Data records:
__________________________________________________
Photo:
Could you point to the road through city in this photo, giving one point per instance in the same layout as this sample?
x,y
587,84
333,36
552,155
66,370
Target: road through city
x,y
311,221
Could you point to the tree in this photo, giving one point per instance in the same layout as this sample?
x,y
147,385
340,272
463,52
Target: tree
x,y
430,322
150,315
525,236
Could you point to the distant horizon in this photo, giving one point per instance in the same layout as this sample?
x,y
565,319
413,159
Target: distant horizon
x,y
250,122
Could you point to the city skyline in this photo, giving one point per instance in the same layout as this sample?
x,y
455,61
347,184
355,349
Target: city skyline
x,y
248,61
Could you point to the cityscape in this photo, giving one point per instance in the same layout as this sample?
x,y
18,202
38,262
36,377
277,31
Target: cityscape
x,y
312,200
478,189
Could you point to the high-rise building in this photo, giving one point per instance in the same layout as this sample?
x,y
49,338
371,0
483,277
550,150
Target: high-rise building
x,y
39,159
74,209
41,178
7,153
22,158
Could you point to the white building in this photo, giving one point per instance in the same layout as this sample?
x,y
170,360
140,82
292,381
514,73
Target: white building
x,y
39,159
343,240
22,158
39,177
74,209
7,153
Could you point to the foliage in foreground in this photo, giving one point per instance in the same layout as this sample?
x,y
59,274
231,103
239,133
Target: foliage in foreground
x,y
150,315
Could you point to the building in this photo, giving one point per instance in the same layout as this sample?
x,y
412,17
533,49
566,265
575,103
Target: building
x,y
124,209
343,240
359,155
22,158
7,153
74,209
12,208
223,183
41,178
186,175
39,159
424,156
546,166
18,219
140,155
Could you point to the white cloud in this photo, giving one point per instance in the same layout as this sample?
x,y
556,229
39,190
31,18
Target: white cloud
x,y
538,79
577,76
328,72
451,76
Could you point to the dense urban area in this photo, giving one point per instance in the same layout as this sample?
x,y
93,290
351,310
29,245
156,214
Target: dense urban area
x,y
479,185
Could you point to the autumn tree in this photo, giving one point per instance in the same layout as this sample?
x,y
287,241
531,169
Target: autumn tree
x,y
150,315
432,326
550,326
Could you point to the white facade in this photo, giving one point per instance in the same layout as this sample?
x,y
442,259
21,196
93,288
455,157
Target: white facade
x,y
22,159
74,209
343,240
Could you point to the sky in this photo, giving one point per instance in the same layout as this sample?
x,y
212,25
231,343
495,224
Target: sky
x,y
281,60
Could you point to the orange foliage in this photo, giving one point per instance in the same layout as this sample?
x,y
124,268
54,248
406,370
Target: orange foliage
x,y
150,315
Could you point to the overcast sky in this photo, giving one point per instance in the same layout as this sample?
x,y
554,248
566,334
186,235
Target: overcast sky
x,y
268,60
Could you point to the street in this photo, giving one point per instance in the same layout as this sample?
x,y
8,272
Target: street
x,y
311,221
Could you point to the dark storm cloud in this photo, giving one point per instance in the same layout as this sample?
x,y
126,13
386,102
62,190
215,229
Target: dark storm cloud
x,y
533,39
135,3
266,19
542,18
__________________________________________________
What is being asked ▸ Output the records above in full, with nothing altered.

Written solution ▸
Photo:
Could you point to the road through city in this photo, giving one point per instance in the same layout as this sample?
x,y
587,84
333,36
552,155
66,370
Target: road through city
x,y
311,221
Could you point to the tree in this photo, giving one point per instance in the same layout as this sample?
x,y
147,385
340,272
463,52
Target: tree
x,y
430,322
150,315
525,236
Could you point to the distant horizon in this photo, giving one point per instance in the same layout as this sample?
x,y
565,319
413,159
Target: distant horizon
x,y
250,122
Could you point to the city skyline in this photo, giving one point per instance in the same layout as this sample?
x,y
455,61
347,184
355,349
Target: city skyline
x,y
248,61
Could you point to the cityscape in this photo, giving one point per instance in the same layout as this sample?
x,y
18,202
38,262
36,377
277,31
Target: cityscape
x,y
312,200
478,189
Could you point to the high-rise building in this photo, giving one point per instance in the same layout as this sample?
x,y
49,338
371,0
483,277
550,150
Target: high-rise building
x,y
39,159
74,209
41,178
7,153
22,158
Could you point to the white building in this photo, giving one point per instance in the same layout as this sample?
x,y
170,360
140,82
292,381
514,73
Target: white building
x,y
39,159
343,240
22,158
39,177
74,209
7,153
Could you point to the foliage in foreground in this photo, giving one point per instance in the same layout as this sample?
x,y
59,274
231,103
239,133
Target: foliage in foreground
x,y
150,315
Could you point to the building in this photo, giving one point per instance in the same layout as this sample?
x,y
412,17
533,49
566,265
575,103
Target: building
x,y
124,209
343,240
359,155
22,158
7,153
74,209
12,208
223,183
41,178
186,175
39,159
424,156
546,166
18,219
140,155
Could you point to the white cloud in this photo, giving one point per instance in the same layout as this sample?
x,y
556,229
39,190
31,18
Target: white cloud
x,y
538,79
577,76
328,72
451,76
Could you point to the dense urban area in this photo, giving one point per instance in the same layout as this sample?
x,y
93,290
351,310
29,245
156,214
Target: dense urban area
x,y
479,185
Could you point to the autumn tree in this photo, giving one point per instance in the same layout as this sample?
x,y
287,241
531,169
Target: autumn tree
x,y
150,315
432,326
550,326
Could you point to the white facade in this photo, giving one point per instance in the same layout as this sample?
x,y
442,259
21,196
93,288
455,157
Target: white facade
x,y
22,159
74,209
343,240
Could you point to the sky in this photo, giving one point per instance in the same layout as this sample?
x,y
212,25
231,343
495,224
Target: sky
x,y
281,60
Could you point to the orange foliage in this photo, giving one point per instance in the same layout as this sample?
x,y
124,268
54,248
406,370
Target: orange foliage
x,y
150,315
Could you point to the overcast sky in this photo, giving one point per instance in the same layout as this sample?
x,y
554,248
566,334
186,235
Target: overcast sky
x,y
268,60
Could you point to the street in this photo, giving one point per instance in the same layout as this sample?
x,y
8,272
Target: street
x,y
311,221
Could you point to the dark storm cloud in this photo, giving one point per instance in the same layout as this sample?
x,y
126,13
386,102
62,190
215,229
Target: dark storm cloud
x,y
533,39
135,3
266,19
542,18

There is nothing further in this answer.